- _Your task_
Exactly reproduce the lines from the one holding "In this exercise you will pick out the car" through the final line of the listing below, with both ends included and nothing else.

- _Extracted material_
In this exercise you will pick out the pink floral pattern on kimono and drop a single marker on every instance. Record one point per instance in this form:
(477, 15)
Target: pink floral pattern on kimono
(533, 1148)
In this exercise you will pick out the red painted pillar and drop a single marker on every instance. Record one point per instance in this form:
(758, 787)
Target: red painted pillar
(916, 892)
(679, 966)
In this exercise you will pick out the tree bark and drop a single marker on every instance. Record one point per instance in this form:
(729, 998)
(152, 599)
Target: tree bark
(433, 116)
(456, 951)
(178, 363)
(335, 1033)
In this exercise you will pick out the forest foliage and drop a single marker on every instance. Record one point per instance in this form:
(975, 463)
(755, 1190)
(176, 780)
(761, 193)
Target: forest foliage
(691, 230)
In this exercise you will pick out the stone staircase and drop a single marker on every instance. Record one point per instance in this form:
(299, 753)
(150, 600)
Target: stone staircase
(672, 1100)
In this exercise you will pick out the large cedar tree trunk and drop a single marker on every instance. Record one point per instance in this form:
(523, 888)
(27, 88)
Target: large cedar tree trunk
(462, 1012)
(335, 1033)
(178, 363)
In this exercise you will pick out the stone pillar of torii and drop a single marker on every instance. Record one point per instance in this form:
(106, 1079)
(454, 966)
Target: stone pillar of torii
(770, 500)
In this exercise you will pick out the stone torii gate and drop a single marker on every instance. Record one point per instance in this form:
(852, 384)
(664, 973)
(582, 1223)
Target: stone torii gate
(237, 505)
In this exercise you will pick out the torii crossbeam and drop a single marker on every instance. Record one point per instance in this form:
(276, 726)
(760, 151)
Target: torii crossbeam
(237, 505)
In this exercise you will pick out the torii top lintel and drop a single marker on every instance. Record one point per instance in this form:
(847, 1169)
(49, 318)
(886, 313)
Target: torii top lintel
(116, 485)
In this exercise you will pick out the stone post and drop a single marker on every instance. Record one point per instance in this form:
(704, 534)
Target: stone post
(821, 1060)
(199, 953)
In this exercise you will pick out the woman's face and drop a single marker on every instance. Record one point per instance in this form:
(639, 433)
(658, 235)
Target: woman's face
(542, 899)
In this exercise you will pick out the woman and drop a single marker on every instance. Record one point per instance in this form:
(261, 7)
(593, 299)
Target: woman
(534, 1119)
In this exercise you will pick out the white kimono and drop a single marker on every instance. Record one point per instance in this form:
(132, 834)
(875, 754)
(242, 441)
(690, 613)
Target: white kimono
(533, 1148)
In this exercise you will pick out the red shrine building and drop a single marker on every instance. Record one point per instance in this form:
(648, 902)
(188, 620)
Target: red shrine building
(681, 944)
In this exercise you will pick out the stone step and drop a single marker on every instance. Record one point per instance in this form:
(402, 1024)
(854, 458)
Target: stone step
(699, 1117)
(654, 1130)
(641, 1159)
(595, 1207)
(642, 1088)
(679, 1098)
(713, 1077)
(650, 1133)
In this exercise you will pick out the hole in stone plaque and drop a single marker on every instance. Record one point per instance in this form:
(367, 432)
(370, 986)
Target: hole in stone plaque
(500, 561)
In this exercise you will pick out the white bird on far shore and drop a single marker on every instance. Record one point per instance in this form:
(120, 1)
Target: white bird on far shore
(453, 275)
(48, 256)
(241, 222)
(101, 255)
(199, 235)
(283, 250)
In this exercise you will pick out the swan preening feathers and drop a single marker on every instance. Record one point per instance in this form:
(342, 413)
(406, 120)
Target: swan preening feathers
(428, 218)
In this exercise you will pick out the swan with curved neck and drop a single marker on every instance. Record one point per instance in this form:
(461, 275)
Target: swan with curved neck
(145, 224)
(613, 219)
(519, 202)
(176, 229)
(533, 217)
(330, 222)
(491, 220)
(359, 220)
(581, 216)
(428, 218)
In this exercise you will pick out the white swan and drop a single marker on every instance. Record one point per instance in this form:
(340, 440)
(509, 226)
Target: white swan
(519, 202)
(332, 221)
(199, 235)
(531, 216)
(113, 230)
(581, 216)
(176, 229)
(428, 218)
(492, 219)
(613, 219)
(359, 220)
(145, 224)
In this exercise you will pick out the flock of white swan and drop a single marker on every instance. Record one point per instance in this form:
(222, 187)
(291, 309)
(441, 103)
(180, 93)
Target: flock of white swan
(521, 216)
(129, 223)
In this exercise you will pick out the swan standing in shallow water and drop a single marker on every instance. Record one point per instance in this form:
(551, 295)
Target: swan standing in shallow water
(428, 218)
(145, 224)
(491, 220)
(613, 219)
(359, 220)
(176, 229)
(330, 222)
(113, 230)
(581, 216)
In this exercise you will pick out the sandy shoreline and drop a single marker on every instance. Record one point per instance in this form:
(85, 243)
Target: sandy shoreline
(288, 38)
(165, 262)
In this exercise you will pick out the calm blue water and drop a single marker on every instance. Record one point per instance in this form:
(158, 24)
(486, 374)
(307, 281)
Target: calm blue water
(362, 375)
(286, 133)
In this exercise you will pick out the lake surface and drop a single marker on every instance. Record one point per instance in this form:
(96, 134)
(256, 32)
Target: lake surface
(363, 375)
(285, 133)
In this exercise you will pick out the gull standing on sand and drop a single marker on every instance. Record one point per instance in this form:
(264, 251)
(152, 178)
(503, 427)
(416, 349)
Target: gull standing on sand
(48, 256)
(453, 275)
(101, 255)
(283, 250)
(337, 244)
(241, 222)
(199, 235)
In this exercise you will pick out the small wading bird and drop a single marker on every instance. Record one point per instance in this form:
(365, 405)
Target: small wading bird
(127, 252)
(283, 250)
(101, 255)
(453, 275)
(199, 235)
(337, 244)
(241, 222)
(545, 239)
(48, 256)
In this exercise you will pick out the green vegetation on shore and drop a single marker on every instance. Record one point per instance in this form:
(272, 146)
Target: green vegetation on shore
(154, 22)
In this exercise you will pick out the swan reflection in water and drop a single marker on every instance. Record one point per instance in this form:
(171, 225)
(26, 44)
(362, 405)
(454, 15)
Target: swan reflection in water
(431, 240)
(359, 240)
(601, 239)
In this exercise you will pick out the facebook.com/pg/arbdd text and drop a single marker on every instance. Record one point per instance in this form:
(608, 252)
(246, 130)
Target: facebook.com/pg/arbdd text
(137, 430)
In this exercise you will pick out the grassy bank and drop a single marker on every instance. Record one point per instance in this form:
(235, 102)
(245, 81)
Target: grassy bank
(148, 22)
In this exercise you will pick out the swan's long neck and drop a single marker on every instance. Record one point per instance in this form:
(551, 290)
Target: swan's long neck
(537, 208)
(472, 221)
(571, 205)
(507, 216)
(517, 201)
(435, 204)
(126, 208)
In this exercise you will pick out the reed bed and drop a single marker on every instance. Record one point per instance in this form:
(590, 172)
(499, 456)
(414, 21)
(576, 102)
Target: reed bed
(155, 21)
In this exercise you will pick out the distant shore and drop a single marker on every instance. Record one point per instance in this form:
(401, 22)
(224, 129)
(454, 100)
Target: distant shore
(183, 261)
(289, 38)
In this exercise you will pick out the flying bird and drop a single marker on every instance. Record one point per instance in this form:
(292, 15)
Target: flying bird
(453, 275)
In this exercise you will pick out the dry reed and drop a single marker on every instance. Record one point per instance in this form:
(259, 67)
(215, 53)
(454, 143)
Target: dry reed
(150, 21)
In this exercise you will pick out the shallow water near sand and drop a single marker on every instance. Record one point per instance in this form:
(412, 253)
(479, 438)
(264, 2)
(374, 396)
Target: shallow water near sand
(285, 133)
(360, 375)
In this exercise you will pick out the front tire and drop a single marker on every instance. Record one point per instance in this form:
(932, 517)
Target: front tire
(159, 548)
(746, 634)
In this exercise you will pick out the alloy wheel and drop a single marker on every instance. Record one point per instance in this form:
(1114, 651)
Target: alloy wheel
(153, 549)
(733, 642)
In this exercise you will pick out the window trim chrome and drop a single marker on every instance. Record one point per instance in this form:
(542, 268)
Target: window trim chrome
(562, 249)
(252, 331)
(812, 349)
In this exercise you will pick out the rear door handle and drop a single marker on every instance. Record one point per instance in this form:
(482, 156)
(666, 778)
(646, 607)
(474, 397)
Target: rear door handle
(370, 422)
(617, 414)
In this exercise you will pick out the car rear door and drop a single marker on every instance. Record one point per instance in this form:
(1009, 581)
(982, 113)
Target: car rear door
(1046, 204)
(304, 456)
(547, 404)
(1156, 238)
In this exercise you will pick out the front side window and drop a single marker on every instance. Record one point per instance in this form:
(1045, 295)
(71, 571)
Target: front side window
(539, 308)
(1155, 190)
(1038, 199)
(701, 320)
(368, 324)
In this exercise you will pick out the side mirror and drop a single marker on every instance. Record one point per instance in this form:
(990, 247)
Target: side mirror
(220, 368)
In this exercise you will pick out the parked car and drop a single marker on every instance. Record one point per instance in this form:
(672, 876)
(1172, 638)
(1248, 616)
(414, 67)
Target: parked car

- _Solution to this task_
In this exercise you will pick out the car rear door and drop a single marker on every instance. Record one point per instance in this form:
(1009, 581)
(982, 113)
Target: car rear door
(1046, 204)
(304, 456)
(547, 404)
(1156, 238)
In this exercise you will pick out the front side window and drop a single marker on every instance. Record one point per instance in this form:
(1045, 295)
(71, 571)
Target: front side window
(539, 308)
(1155, 190)
(1038, 199)
(701, 320)
(368, 324)
In this exercise you will pick out the side mirror and drop a single marker on every instance. Record one point per instance in this form:
(990, 247)
Target: side mirror
(220, 368)
In this exercise you will pick out the parked car and drop a single marker on every instance. Record one point per instance in this form:
(672, 876)
(1172, 638)
(1248, 616)
(414, 67)
Target: parked car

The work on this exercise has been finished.